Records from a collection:
- - - -
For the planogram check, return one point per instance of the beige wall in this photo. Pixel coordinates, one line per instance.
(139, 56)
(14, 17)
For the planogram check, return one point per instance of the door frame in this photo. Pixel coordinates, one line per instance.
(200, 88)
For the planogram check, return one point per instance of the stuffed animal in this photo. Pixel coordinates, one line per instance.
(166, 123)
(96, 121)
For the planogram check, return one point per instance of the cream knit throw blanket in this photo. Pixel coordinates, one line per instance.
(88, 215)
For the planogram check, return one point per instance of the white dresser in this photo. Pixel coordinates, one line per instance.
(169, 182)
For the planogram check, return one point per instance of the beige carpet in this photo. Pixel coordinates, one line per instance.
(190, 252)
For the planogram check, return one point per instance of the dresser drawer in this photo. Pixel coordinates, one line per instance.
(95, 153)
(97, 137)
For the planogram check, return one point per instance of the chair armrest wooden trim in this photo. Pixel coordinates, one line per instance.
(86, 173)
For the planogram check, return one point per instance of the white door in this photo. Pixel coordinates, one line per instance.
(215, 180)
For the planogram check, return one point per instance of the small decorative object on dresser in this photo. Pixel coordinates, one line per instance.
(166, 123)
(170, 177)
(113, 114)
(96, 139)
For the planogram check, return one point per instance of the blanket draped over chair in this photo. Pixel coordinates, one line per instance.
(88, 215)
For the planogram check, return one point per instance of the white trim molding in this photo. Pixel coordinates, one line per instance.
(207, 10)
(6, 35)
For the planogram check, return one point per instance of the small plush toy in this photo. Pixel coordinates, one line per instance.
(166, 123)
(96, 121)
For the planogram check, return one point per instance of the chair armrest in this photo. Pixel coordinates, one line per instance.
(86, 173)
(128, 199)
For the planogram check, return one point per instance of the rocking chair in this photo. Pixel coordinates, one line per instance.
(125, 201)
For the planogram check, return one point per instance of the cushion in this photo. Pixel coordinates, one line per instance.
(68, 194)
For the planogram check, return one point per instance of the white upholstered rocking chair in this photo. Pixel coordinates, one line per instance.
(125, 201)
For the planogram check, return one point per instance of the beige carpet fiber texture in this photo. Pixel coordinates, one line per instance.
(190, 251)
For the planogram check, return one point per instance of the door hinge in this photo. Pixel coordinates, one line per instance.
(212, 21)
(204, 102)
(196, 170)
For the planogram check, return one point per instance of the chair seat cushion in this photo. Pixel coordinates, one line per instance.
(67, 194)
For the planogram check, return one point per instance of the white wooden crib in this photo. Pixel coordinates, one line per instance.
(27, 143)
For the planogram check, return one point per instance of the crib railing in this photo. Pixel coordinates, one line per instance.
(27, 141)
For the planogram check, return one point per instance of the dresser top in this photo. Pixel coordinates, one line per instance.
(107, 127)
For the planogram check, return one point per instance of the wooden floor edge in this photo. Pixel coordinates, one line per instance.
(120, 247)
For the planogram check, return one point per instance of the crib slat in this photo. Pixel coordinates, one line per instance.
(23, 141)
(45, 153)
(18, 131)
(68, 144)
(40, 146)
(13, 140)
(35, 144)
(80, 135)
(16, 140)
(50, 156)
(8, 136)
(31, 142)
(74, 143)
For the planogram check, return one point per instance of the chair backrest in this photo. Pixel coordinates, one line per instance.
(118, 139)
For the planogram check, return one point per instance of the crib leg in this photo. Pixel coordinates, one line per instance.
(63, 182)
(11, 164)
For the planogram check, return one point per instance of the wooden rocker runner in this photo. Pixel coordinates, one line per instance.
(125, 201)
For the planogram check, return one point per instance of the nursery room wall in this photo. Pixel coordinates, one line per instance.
- - - -
TASK ITEM.
Output the records exactly.

SOLUTION TO THIS TASK.
For the planogram check, return one point per instance of the beige wall in this photo. Pixel coordinates, one line per instance.
(139, 56)
(14, 17)
For the planogram check, return one point per instance of the door frame in this photo. Pixel coordinates, one line per instance.
(200, 88)
For the planogram check, return one point per instance of the stuffed animal in this photo. Pixel coordinates, one line per instance.
(166, 123)
(96, 121)
For the planogram check, return one point per instance of the cream knit throw blanket in this photo. Pixel coordinates, one line per instance.
(88, 215)
For the planogram check, return one point per instance of the white dresser in this photo. Pixel coordinates, one line per instance.
(169, 182)
For the planogram check, return one point per instance of the beige carpet in this photo. Pixel coordinates, one line per instance.
(190, 252)
For the planogram check, return one point per instance of the dresser drawer in this photo. Pixel coordinates, one line per instance.
(95, 153)
(97, 137)
For the planogram check, return one point per instance of the chair armrest wooden trim in this photo. Pixel coordinates, one line per instance.
(86, 173)
For the planogram check, return one point per instance of the white door in this photo. Pixel coordinates, one line per instance.
(215, 180)
For the planogram check, return one point per instance of the small decorative object on dresser in this photo. Pixel coordinates, one line per instance.
(166, 123)
(170, 177)
(113, 114)
(96, 139)
For the planogram check, return one point per instance of the blanket draped over chair in this photo. Pixel coordinates, one line per instance.
(88, 215)
For the planogram check, return one point per instance of the white trim molding in this photo. Pixel coordinates, one line per instance.
(207, 10)
(6, 35)
For the planogram check, return one point per instance of the small plush toy in this photo. Pixel coordinates, one line per instance.
(166, 123)
(96, 121)
For the planogram check, return one point per instance of the chair armrest in this photo. Pixel coordinates, one line per instance.
(86, 173)
(128, 199)
For the planogram check, return one point per instance of the rocking chair in this photo. Pixel coordinates, one line per instance.
(125, 201)
For the planogram check, return one point per instance of the cushion in this photo. Pixel coordinates, one line per instance.
(68, 194)
For the planogram check, return one point per instance of the white upholstered rocking chair in this photo. Pixel coordinates, one line per instance.
(125, 201)
For the planogram check, return one point per instance of the beige carpet fiber texture in this photo. Pixel coordinates, one line per instance.
(190, 251)
For the planogram check, return one point per instance of the door hinge in this photo. Pixel coordinates, one line per instance.
(212, 21)
(204, 102)
(196, 170)
For the planogram check, return one point per instance of the chair seat cushion in this photo. Pixel coordinates, one line per instance.
(67, 194)
For the planogram check, return one point per instance of the white wooden crib in this photo. Pixel coordinates, one line per instance.
(27, 143)
For the planogram check, return one point per instance of the crib railing in this photo. Pixel coordinates, one line per instance.
(27, 141)
For the planogram check, return one point per instance of the dresser top in this photo. Pixel coordinates, one line per instance.
(107, 127)
For the planogram check, return one point per instance of the wooden floor edge in this photo. Pixel coordinates, one line per instance.
(120, 247)
For the planogram check, return one point per instance of the crib slat in this photo. Pixel coordinates, one line per instance.
(23, 141)
(45, 153)
(18, 131)
(68, 144)
(40, 146)
(13, 140)
(35, 144)
(80, 135)
(16, 140)
(50, 156)
(8, 136)
(31, 142)
(74, 143)
For the planogram check, return one point per instance of the chair backrest in this photo. Pixel coordinates, one line per instance.
(118, 139)
For the planogram check, return one point per instance of the crib leg in this photo. Pixel coordinates, one line per instance.
(63, 182)
(11, 164)
For the planogram check, return one point per instance of the wooden rocker runner in this photo. Pixel coordinates, one line per instance.
(125, 201)
For the planogram check, return one point per instance of the nursery room wall in this photo. Pixel coordinates, one line per instance.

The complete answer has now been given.